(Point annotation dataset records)
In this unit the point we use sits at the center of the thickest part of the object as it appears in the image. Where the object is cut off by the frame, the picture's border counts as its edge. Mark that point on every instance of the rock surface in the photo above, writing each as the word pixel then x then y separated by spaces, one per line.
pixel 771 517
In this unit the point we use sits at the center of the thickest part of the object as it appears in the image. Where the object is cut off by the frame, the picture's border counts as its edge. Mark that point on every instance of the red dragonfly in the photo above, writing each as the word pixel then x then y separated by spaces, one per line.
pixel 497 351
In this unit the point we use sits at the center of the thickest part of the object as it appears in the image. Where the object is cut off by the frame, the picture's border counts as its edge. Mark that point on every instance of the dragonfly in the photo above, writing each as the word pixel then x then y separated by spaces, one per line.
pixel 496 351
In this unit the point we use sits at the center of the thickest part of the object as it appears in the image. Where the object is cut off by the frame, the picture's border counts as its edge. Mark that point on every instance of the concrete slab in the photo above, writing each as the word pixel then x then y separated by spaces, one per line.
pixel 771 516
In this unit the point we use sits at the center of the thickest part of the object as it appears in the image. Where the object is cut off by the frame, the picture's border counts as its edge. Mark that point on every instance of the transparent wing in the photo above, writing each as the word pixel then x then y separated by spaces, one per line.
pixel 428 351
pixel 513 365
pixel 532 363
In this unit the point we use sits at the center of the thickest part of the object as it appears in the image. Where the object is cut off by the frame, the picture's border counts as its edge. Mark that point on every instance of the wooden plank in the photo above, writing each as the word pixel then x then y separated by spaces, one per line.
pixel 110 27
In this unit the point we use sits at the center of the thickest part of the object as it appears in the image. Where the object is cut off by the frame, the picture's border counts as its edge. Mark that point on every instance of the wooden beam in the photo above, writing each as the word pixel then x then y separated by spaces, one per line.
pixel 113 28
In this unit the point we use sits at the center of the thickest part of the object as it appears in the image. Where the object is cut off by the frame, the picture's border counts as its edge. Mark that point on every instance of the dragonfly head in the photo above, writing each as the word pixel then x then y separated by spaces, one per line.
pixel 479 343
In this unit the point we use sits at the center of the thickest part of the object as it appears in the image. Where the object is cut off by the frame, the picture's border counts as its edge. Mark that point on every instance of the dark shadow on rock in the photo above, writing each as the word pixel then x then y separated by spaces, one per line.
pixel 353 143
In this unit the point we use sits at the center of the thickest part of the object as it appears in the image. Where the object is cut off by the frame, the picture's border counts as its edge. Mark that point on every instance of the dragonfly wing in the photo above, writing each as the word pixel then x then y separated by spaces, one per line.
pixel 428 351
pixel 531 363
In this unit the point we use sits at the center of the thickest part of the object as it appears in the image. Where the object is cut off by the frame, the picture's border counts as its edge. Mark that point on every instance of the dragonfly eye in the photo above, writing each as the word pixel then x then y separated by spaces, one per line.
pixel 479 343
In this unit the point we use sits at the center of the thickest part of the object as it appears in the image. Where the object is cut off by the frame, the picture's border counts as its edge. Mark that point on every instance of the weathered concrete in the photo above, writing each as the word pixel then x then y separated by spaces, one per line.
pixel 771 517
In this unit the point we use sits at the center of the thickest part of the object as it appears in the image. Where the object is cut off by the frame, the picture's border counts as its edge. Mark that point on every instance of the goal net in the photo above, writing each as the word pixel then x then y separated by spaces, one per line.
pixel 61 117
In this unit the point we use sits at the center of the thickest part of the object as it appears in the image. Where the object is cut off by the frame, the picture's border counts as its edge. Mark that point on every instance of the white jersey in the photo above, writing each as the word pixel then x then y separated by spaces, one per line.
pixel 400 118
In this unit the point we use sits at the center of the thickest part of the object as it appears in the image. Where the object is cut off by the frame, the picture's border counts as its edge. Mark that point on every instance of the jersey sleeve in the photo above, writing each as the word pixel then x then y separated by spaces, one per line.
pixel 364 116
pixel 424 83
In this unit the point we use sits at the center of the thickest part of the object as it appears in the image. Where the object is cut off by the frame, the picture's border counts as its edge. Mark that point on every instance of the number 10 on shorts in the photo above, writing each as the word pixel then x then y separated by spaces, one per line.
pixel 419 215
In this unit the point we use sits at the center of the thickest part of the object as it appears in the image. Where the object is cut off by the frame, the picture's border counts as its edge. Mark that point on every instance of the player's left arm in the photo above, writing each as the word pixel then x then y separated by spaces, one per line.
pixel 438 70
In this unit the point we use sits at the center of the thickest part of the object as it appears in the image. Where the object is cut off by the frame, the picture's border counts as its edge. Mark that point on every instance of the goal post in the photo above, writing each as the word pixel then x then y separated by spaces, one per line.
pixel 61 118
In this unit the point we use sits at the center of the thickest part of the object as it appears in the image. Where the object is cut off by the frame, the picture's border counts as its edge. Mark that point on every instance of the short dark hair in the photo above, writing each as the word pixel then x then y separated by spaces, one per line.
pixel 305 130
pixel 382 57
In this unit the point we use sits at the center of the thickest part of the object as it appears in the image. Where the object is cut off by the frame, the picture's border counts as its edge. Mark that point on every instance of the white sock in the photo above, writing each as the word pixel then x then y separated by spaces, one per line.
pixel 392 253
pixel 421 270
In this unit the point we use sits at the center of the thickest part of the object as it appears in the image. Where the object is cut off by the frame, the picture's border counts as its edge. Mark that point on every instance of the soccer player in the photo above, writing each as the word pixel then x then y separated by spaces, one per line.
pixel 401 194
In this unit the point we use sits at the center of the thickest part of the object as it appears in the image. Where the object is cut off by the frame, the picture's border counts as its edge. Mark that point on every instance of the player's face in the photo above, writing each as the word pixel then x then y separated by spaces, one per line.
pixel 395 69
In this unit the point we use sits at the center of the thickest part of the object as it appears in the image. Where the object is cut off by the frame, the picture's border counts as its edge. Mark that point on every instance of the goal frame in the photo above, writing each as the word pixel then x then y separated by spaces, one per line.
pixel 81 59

SHORT PROBLEM ▸
Rewrite all of the rows above, changing "thickest part" to "widest part" wherever it occurs and leaving everything else unchanged.

SOLVED PROBLEM ▸
In this unit the point we use sits at the center of the widest part of the object as it appears in the image. Where the object is cut off by the frame, the picture's border counts as its edge. Mark that point on every instance of the rock surface in the photo above, writing each as the word pixel then x then y separated by spaces, one per line.
pixel 771 517
In this unit the point we use sits at the center of the widest part of the object as it appears in the image. Where the object is cut off by the frame, the picture's border counts as its edge. Mark that point on every instance of the red dragonfly in the photo above, writing each as the word pixel then x then y separated by spaces, one per line.
pixel 497 351
In this unit the point we use sits at the center of the widest part of the object as it appears in the image. Where the object is cut off by the frame, the picture's border counts as its edge. Mark that point on every instance of the dragonfly in the photo above, writing each as the word pixel then x then y separated by spaces, one per line.
pixel 496 351
In this unit the point we use sits at the center of the widest part of the object as it appears in the image. Where the object is cut off by the frame, the picture's border counts as its edge. Mark that point on every instance of the concrete slab in the photo above, writing each as the word pixel then x then y separated by spaces, one per line.
pixel 771 516
In this unit the point we use sits at the center of the widest part of the object as it appears in the image. Where the object is cut off by the frame, the picture's border counts as its edge. Mark that point on every instance of the transparent wing in the photo above, writing each as the word pixel then x then y separated by spaces, one per line.
pixel 428 351
pixel 513 365
pixel 532 363
In this unit the point we use sits at the center of the widest part of the object as it appears in the image. Where the object is cut off by the frame, the picture's border counts as its edge. Mark that point on every instance of the wooden plank in the photo above, writing each as the word pixel then x then y separated by spaces, one per line.
pixel 110 27
In this unit the point we use sits at the center of the widest part of the object as it appears in the image. Where the object is cut off by the frame, the picture's border counts as its edge. Mark that point on every instance of the wooden beam in the photo above, writing each as the word pixel then x then y separated by spaces, one per line.
pixel 113 28
In this unit the point we use sits at the center of the widest part of the object as it appears in the image. Where the object is cut off by the frame, the picture's border counts as its edge. Mark that point on every instance of the dragonfly head in the photo above, writing each as the word pixel then x then y separated by spaces, one per line.
pixel 479 343
In this unit the point we use sits at the center of the widest part of the object as it appears in the image. Where the object is cut off by the frame, the picture's border counts as its edge. Mark that point on every instance of the dark shadow on rock in the photo above, writing each as the word pixel then x then y separated by spaces, one per line.
pixel 353 143
In this unit the point we use sits at the center of the widest part of the object as it appears in the image. Where the object is cut off by the frame, the picture's border counts as its edge. Mark that point on every instance of the dragonfly wing in the photo above, writing each as the word pixel then x then y separated by spaces, one per line.
pixel 428 351
pixel 531 363
In this unit the point we use sits at the center of the widest part of the object as it appears in the image. Where the object is cut off by the frame, the picture's border counts as its edge. Mark that point on every instance of the dragonfly eye in the photo above, writing each as the word pixel then x then y separated by spaces, one per line.
pixel 479 343
In this unit the point we use sits at the center of the widest part of the object as it appears in the image. Where the object is cut off by the frame, the picture's border counts as its edge. Mark that point on every instance of the weathered concrete in the photo above, writing each as the word pixel then x then y separated by spaces, one per line.
pixel 771 517
In this unit the point we use sits at the center of the widest part of the object as it appears in the image. Where the object is cut off by the frame, the picture's border counts as its edge. Mark that point on every instance of the goal net in the photo above, writing each as the word pixel then x then y separated by spaces, one per line.
pixel 61 117
In this unit the point we use sits at the center of the widest part of the object as it appears in the image. Where the object is cut off by the frame, the picture's border counts as its edge. Mark that point on every instance of the white jersey in the photo above, writing each as the word pixel then x then y separated by spaces, one per line.
pixel 400 118
In this unit the point we use sits at the center of the widest part of the object as it appears in the image. Where the object is cut off by the frame, the picture's border counts as its edge. Mark that point on every instance of the jersey sleeve in the photo above, writing each as the word pixel then x then y separated by spaces, one per line.
pixel 364 116
pixel 424 83
In this unit the point we use sits at the center of the widest part of the object as it appears in the image. Where the object is cut off by the frame, the picture's border counts as its edge. Mark that point on every instance of the number 10 on shorts in the photo above, writing each as the word pixel then x then y separated by spaces, one per line.
pixel 419 215
In this unit the point we use sits at the center of the widest part of the object as it appears in the image. Where the object is cut off by the frame, the picture's border counts as its edge. Mark that point on every instance of the player's left arm in the photo above, writing each as the word pixel then x then y separated by spaces, one per line.
pixel 438 70
In this unit the point we use sits at the center of the widest part of the object as it appears in the image. Where the object is cut off by the frame, the picture's border counts as its edge. Mark that point on every instance of the goal post in the photo above, writing each as the word pixel then x then y separated by spaces, one per line.
pixel 61 118
In this unit the point we use sits at the center of the widest part of the object as it appears in the image. Where the object is cut off by the frame, the picture's border counts as its edge. Mark that point on every instance of the short dark hair in the photo above, writing each as the word pixel then x then y separated by spaces, one per line.
pixel 305 130
pixel 382 57
In this unit the point we use sits at the center of the widest part of the object as it appears in the image. Where the object is cut off by the frame, the picture's border counts as its edge. Mark that point on every instance of the white sock in the photo above, writing each as the word pixel then x then y separated by spaces, one per line.
pixel 392 253
pixel 421 270
In this unit the point we use sits at the center of the widest part of the object as it appears in the image. Where the object is cut off by the frame, the picture's border counts as its edge. Mark that point on every instance of the soccer player in the photo above, writing each as the word pixel then x then y separated by spaces, one per line.
pixel 401 194
In this unit the point we use sits at the center of the widest part of the object as it appears in the image. Where the object is cut off by the frame, the picture's border counts as its edge. Mark that point on every instance of the player's face in the photo above, writing each as the word pixel then x then y separated by spaces, one per line.
pixel 395 69
In this unit the point we use sits at the center of the widest part of the object as it appears in the image. Where the object is cut off by the frame, the picture's border counts as its edge. Mark that point on every instance of the goal frame in the photo above, writing each as the word pixel then x then y separated by spaces, one per line.
pixel 81 59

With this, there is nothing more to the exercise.